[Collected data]
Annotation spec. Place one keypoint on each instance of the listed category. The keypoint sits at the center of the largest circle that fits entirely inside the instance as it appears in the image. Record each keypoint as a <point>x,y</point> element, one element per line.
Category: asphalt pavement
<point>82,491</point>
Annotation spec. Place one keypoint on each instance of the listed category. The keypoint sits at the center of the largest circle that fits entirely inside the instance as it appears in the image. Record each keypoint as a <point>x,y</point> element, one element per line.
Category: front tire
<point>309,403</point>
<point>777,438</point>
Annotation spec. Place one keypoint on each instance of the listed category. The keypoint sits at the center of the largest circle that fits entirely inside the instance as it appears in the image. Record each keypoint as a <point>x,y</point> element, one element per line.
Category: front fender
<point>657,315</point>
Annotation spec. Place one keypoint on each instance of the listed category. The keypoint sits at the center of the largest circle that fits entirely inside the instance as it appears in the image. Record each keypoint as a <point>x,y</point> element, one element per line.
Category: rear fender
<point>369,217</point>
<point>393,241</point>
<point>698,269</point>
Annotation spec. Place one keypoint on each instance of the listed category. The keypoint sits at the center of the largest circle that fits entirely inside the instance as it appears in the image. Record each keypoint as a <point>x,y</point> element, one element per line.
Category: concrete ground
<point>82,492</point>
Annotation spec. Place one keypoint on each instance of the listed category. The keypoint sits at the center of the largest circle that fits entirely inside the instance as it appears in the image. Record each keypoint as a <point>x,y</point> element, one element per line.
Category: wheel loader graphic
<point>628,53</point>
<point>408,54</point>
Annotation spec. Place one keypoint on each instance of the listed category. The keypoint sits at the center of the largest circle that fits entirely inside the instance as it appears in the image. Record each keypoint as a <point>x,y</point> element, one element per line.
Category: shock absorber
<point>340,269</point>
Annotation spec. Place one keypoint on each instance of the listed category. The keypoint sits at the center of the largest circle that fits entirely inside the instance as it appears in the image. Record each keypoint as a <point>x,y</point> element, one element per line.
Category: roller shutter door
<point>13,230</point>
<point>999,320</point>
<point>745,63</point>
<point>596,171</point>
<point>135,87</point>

» What you need to do
From the first line to the last, copy the data exactly.

» Exercise solution
Annotation spec. Place one keypoint on each instance of the listed category. The keypoint sits at the center of the largest circle that fits entirely inside the instance as it appears in the image. Record each keypoint as a <point>x,y</point> element, one element per line.
Category: asphalt pavement
<point>82,491</point>
Annotation spec. Place one keypoint on each instance of the listed category. The keypoint sits at the center of the largest circle that fits entirely inside the instance as it appears in the image. Record each keypoint as a <point>x,y</point> element, one element per line.
Category: front tire
<point>309,403</point>
<point>777,438</point>
Annotation spec. Place one keypoint on each instance of the listed category. The keypoint sits at the center of the largest circle that fits entirely inside the instance as it appears in the image. Record each keypoint as a <point>x,y</point> element, one element per line.
Category: front fender
<point>657,315</point>
Annotation spec. Place one keypoint on each instance of the listed category. The keypoint sits at the center of the largest circle that fits entirely inside the instance as it appears in the image. Record each keypoint as a <point>x,y</point> element, one element per line.
Category: rear fender
<point>369,217</point>
<point>393,241</point>
<point>698,269</point>
Annotation spec. Place one keypoint on each instance of the listed category. The keypoint sits at the center of the largest circle that fits entirely inside the instance as it appears in the image. Record each keypoint as a <point>x,y</point> element, one element per line.
Category: concrete ground
<point>82,492</point>
Annotation spec. Place one keypoint on each instance of the listed category. The keypoint sits at the center of the largest circle that fits entirely inside the instance as it appears in the image. Record each keypoint as a <point>x,y</point> element, one element per line.
Category: wheel loader graphic
<point>628,53</point>
<point>408,54</point>
Annotation spec. Place one keypoint on each instance of the listed category. The keypoint sits at the center of the largest circle that fits entirely inside the instance as it appears in the image. Record each keypoint as a <point>x,y</point> element, one element per line.
Category: shock absorber
<point>340,269</point>
Annotation spec. Place one keypoint on each instance of the listed category. The keypoint sits at the center of the largest circle that fits entirely inside the instance as it appears in the image. Record each keypoint as a <point>x,y</point> element, one element per line.
Category: roller shutter door
<point>13,230</point>
<point>999,320</point>
<point>745,63</point>
<point>596,171</point>
<point>135,87</point>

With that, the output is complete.